Records from a collection
▼

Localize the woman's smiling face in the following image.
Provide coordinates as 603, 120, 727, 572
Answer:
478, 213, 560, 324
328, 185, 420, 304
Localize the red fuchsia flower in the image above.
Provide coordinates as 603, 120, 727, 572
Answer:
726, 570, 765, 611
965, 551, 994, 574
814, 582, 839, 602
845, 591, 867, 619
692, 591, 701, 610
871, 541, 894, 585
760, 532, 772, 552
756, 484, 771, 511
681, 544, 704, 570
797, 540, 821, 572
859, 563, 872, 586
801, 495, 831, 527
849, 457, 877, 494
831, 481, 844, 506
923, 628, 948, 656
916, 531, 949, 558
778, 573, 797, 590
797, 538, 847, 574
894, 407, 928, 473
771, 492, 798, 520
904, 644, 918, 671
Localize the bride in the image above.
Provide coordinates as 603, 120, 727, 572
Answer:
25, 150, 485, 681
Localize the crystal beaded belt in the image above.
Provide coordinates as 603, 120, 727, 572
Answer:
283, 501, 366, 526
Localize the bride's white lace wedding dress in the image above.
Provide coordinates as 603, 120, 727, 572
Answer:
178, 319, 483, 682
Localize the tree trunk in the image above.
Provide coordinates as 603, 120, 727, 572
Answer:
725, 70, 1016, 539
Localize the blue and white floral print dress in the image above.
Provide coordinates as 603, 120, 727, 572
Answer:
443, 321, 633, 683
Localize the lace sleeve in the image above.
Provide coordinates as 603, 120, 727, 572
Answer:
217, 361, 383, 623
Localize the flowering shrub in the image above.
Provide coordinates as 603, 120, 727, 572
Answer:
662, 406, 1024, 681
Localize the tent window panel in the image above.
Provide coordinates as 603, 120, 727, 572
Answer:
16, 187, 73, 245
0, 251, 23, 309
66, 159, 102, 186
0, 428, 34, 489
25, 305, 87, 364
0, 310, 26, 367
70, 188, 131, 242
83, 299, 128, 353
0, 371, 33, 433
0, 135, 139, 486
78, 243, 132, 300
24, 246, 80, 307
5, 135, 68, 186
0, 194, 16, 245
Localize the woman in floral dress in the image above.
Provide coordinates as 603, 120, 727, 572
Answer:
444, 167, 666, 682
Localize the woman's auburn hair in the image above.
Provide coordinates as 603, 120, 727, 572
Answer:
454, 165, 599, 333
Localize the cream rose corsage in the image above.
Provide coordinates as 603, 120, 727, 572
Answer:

▲

ASSIGNED TASK:
Repeat exactly the lines starting at the line with "Localize the flowering" and ending with the final line of the entries. Include nothing else.

OUTPUT:
Localize the flowering shrub in the image above.
Provide coordinates as 603, 120, 727, 572
Answer:
662, 406, 1024, 681
Localize the tent window panel in the image above.
Provide coordinates as 603, 120, 727, 572
Answer:
16, 187, 73, 245
0, 251, 23, 309
66, 159, 102, 186
0, 428, 34, 489
25, 305, 87, 364
0, 310, 26, 367
70, 188, 131, 242
83, 299, 128, 353
0, 371, 33, 433
0, 135, 139, 486
78, 243, 132, 300
24, 246, 80, 307
5, 135, 68, 186
0, 194, 16, 245
Localize the woman in floral dress in the image above.
Provide coordinates as 603, 120, 727, 572
Answer:
444, 167, 666, 682
Localize the woman's auburn hair in the image above.
Provide coordinates as 603, 120, 727, 572
Answer:
454, 165, 599, 333
Localize the cream rose corsage in the image above.
Provide coordinates as 603, 120, 727, 572
Answer:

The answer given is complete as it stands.